Data extracted from a collection
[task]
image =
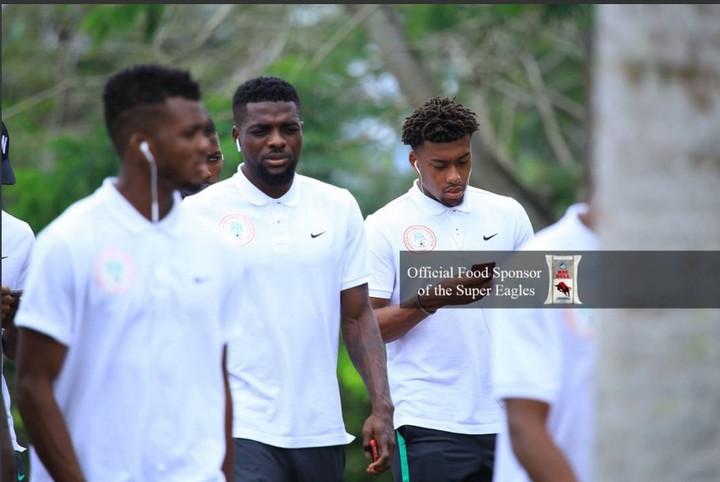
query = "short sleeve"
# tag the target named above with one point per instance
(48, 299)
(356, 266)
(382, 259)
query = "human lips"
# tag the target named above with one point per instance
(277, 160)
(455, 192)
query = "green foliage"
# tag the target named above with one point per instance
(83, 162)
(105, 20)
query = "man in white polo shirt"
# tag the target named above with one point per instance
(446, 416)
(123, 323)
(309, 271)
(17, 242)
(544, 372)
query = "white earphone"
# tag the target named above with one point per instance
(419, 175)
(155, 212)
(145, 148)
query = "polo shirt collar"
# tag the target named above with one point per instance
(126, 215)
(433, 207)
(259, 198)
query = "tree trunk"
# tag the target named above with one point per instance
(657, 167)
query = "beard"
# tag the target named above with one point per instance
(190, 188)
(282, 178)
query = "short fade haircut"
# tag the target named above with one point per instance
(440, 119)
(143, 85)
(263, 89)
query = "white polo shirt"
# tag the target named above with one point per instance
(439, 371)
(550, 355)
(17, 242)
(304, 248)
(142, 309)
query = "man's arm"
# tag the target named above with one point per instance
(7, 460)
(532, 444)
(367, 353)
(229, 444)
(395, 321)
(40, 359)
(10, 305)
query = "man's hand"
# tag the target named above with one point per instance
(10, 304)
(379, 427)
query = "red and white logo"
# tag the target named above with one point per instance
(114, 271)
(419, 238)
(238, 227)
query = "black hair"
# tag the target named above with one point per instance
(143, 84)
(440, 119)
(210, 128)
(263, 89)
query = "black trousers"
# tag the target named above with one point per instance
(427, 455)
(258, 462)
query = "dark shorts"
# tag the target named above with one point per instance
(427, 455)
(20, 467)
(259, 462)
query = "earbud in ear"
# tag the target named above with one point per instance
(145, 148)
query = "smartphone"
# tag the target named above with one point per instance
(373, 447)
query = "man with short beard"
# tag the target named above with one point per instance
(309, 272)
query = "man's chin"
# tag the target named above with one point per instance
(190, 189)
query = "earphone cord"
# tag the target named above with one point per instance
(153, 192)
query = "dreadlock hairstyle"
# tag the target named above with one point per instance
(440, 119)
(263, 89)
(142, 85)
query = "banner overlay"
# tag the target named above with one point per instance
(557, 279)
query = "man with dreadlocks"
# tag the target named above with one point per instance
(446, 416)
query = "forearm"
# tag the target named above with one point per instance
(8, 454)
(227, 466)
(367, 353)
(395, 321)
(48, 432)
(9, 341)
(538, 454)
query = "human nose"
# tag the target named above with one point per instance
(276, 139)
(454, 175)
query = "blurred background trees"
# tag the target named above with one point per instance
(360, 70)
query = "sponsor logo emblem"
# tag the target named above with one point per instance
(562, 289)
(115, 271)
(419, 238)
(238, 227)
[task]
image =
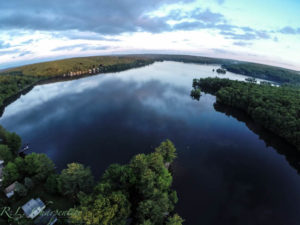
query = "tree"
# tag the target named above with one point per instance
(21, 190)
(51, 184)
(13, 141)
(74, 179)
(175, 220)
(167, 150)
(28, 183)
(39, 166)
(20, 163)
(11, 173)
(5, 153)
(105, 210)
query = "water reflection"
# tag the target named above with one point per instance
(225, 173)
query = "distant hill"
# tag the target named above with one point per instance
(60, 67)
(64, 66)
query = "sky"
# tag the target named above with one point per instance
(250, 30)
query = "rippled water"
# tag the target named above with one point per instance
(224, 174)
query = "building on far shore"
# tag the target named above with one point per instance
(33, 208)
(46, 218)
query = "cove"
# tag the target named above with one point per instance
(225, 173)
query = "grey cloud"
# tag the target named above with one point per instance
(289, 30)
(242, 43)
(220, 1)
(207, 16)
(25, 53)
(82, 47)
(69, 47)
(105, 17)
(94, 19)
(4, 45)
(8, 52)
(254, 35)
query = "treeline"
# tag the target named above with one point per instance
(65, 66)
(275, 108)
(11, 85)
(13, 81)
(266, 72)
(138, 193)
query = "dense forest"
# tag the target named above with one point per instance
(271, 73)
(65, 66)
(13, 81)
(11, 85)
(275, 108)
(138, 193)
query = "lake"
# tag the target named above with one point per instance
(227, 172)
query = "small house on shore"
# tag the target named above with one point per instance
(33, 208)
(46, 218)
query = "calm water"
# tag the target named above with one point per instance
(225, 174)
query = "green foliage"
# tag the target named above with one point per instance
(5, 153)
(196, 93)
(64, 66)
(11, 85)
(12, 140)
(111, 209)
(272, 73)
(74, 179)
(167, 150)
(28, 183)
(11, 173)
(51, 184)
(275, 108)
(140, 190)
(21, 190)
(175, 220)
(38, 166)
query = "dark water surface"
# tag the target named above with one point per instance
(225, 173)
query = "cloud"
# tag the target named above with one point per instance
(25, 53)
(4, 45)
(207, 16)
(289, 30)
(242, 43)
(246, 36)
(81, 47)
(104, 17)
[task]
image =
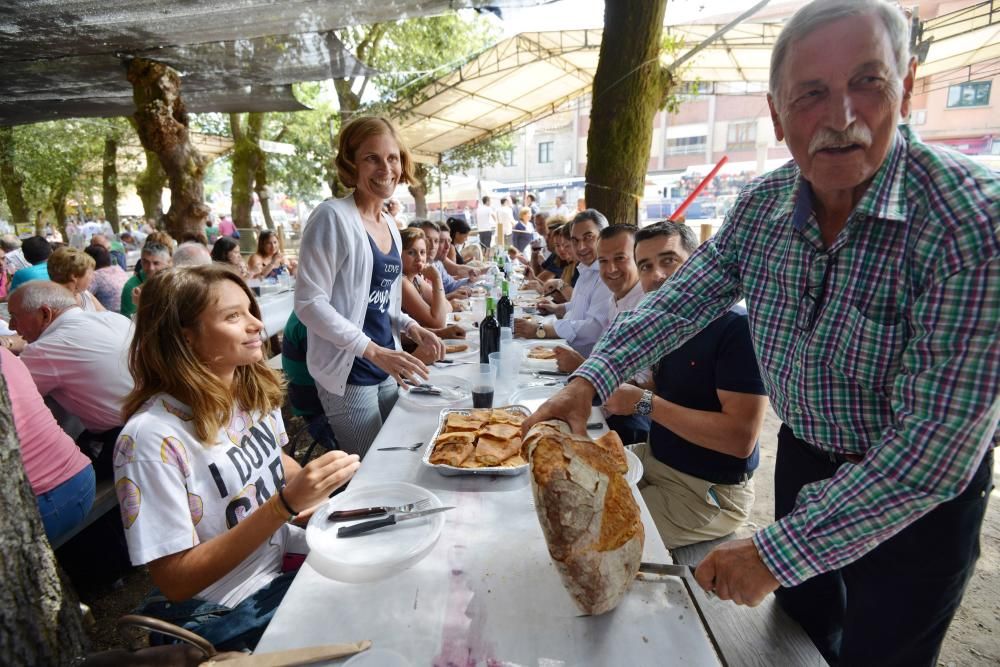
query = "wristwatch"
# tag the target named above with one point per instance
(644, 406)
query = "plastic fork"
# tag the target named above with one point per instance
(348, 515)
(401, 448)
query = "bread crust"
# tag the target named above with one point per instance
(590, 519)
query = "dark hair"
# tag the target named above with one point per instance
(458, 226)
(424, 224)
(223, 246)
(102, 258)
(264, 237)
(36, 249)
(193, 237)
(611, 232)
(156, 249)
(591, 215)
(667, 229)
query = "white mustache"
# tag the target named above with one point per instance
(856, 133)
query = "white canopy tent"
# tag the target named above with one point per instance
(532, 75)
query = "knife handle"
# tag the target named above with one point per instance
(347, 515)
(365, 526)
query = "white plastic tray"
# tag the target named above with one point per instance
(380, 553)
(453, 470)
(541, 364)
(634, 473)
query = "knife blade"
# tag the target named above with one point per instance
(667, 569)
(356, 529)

Task goal:
Without the pictures, print the whole listing exactly as given.

Correct output:
[task]
image =
query = "short sleeve"
# tag the target named above with one point per instance
(48, 299)
(356, 266)
(382, 259)
query = "human lips"
# tag the target named above with one point per instance
(277, 160)
(455, 192)
query = "green foliage"
# tag the target named above with one point per instance
(83, 162)
(105, 20)
query = "man in white polo shirt"
# tag the target named above with one point per instance
(446, 416)
(123, 323)
(309, 271)
(17, 242)
(544, 372)
query = "white earphone"
# tag the target named above with one point per instance
(419, 175)
(155, 212)
(145, 148)
query = "polo shirt collar"
# tag the target named above with one point per instance
(126, 215)
(433, 207)
(259, 198)
query = "tree trunk"
# tag the target named above with one point per instance
(657, 167)
query = "beard"
# tag the target named above with one point per instance
(190, 188)
(282, 178)
query = "short fade haircut"
# tag the target named above with one point per instance
(440, 119)
(143, 85)
(263, 89)
query = "white polo shirt"
# tag the target named above with one point per instance
(439, 371)
(550, 355)
(17, 242)
(304, 248)
(142, 309)
query = "man's arm"
# tag the target named above with one point per instance
(7, 460)
(532, 444)
(367, 353)
(229, 444)
(395, 321)
(40, 359)
(10, 305)
query = "man's hand"
# tag the target named above with one point per instance
(10, 304)
(379, 427)
query = "red and white logo"
# tag the target named above with one point per instance
(114, 271)
(419, 238)
(238, 227)
query = "black hair"
# tag the target named above with one point per instance
(143, 84)
(440, 119)
(210, 128)
(263, 89)
query = "black trousers"
# tag the target named above with one point per instance
(427, 455)
(258, 462)
query = "dark shorts"
# tag the target named above with one point per instance
(427, 455)
(20, 467)
(259, 462)
query = "earbud in ear"
# tag the target named above with one point per instance
(145, 148)
query = "smartphone"
# tag the target named above with one point per instance
(373, 447)
query = "man with short beard"
# tag the target named above with one point per instance
(309, 272)
query = "man's chin"
# tag the target named above with one point per instance
(190, 189)
query = "earphone cord"
# tag the target named above with one point per instance
(153, 192)
query = "dreadlock hairstyle"
# tag the target named above with one point per instance
(440, 119)
(263, 89)
(142, 85)
query = "banner overlay"
# tag the target named above with one point per instance
(557, 279)
query = "man with dreadlocks"
# tag the target named above with one point per instance
(446, 416)
query = "forearm"
# tag the target named above with one point per instance
(8, 454)
(227, 466)
(367, 353)
(395, 321)
(48, 432)
(9, 341)
(538, 454)
query = "human nose"
# tag the target named above with one point per instance
(276, 139)
(454, 175)
query = "blurred background trees"
# tag the target named above with one point per instance
(360, 70)
query = "sponsor logo emblem"
# tag the target named above with one point per instance
(562, 289)
(115, 271)
(419, 238)
(238, 227)
[task]
image =
query = "tree"
# tag the target named above with one point per instance
(21, 190)
(51, 184)
(13, 141)
(74, 179)
(175, 220)
(167, 150)
(28, 183)
(39, 166)
(20, 163)
(11, 173)
(5, 153)
(105, 210)
query = "water reflection"
# tag the target named above with one point per instance
(225, 173)
query = "distant hill"
# tag the target named above with one point per instance
(60, 67)
(64, 66)
query = "sky"
# tag the target named above with one point per instance
(250, 30)
query = "rippled water"
# tag the target named above with one point per instance
(224, 174)
query = "building on far shore"
# tag the target named above with one point per instance
(33, 208)
(46, 218)
query = "cove"
# tag the target named above with one point per instance
(225, 173)
query = "grey cloud"
# tag the target named above with one point per instance
(289, 30)
(242, 43)
(220, 1)
(207, 16)
(25, 53)
(82, 47)
(69, 47)
(105, 17)
(94, 19)
(4, 45)
(8, 52)
(254, 35)
query = "treeline"
# tag the target named above with one point per instance
(65, 66)
(275, 108)
(11, 85)
(13, 81)
(266, 72)
(138, 193)
query = "dense forest"
# tag the target named above with one point per instance
(271, 73)
(65, 66)
(13, 81)
(11, 85)
(275, 108)
(138, 193)
query = "lake"
# tag the target named above with one point per instance
(227, 172)
query = "small house on shore"
# tag the target named above with one point per instance
(33, 208)
(46, 218)
query = "calm water"
# tag the target named above with one point per instance
(225, 174)
query = "green foliage"
# tag the target named above with one point per instance
(5, 153)
(196, 93)
(64, 66)
(11, 85)
(12, 140)
(111, 209)
(272, 73)
(74, 179)
(167, 150)
(28, 183)
(11, 173)
(51, 184)
(275, 108)
(140, 190)
(21, 190)
(175, 220)
(38, 166)
query = "dark water surface"
# tag the target named above with one point per instance
(225, 173)
query = "cloud"
# tag the target named above with one point per instance
(25, 53)
(4, 45)
(207, 16)
(289, 30)
(242, 43)
(246, 36)
(81, 47)
(104, 17)
[task]
image =
query = "wristwatch"
# tag the target named above with one point per instance
(644, 406)
query = "plastic fork"
# tag the target named above with one point per instance
(348, 515)
(401, 448)
query = "bread crust"
# tag the target named above with one point per instance
(590, 519)
query = "dark hair"
# tag the target named above with one point per instance
(458, 226)
(424, 224)
(223, 246)
(102, 258)
(264, 237)
(36, 249)
(193, 237)
(611, 232)
(156, 249)
(591, 215)
(667, 229)
query = "white mustache"
# tag the target named above with one point per instance
(856, 133)
query = "white canopy tent"
# tag the target named above with one point per instance
(532, 75)
query = "knife handle"
# tag the target named above with one point per instance
(347, 515)
(365, 526)
query = "white plastic tray"
# tag the target named above with one point per instance
(380, 553)
(453, 470)
(541, 364)
(634, 473)
query = "knife blade"
# tag the target named above with one point per instance
(667, 569)
(356, 529)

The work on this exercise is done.